# Claiming back money for Dental Bills from VHI



## jakearmitage (5 Jul 2009)

How does one go about claiming back a percentage of the fees through VHI that have been paid for dental treatment and is there a certain amount of time one has to do this by? I have dental bills from last year


----------



## Armada (5 Jul 2009)

Do you have a seperate dental policy with VHI?  Vhi Decare(I think)


----------



## Mpsox (6 Jul 2009)

Depends on what policy you're on, if you have VHI Decare you can download the relevant claim form from the VHI website, ask your dentist to fill it in and sign it and then you can send it off. Assume the same applies to any ordinary VHI scheme that provides dental cover. If you do not have VHI Decare you should check your terms to see what is and what is not covered


----------



## davidoco (6 Jul 2009)

If you are a Lifestage customer of VHI you will be covered for a set fee for each visit up to a limit!

http://www.vhi.ie/downloads/#claims


----------



## Joanne1 (7 Jul 2009)

With my plan which is First Plan Plus, I can claim €30 back per dental visit.  It's sometimes been 2 years before I submitted my receipts so they don't seem that strict on time.  Best to check your policy anyway.


----------

···

[Problems to solve]
1/ Using the VHI dental claims thread, explain in one to three sentences why Joanne1 concludes that VHI is not strict about how long you wait to claim.
2/ Locate every line in the listing that contains the string "white", and copy each of those lines.

[Data for this exercise]

···

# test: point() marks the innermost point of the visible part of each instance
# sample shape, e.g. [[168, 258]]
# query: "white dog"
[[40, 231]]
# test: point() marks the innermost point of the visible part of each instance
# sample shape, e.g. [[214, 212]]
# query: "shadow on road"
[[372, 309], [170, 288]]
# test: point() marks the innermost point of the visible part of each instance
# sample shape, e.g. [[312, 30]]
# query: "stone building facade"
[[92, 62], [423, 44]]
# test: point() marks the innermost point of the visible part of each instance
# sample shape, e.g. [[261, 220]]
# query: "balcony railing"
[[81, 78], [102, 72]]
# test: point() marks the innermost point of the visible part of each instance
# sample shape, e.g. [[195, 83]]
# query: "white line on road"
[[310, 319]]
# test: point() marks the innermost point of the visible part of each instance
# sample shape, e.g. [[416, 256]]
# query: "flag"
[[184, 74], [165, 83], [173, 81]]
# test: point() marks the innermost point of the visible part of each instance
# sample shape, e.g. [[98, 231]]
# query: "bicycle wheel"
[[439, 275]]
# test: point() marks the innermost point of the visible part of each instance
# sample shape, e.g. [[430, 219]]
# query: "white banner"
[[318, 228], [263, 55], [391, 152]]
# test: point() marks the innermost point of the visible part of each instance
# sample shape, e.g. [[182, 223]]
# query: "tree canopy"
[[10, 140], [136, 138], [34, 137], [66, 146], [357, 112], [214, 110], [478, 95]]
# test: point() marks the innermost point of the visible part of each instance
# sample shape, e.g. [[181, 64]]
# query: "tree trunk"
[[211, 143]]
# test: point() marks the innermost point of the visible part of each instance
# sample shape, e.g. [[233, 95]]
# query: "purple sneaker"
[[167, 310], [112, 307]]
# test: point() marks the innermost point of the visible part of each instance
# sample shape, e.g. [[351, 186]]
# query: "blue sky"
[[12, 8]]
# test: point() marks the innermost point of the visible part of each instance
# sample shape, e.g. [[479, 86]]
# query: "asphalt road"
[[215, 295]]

···

[Per-task outputs]
1/ Joanne1 has sometimes waited two years before submitting dental receipts, and those claims still went through, so VHI doesn't seem strict on timing. Joanne1 still advises checking your own policy.

2/
# query: "white dog"
# query: "white line on road"
# query: "white banner"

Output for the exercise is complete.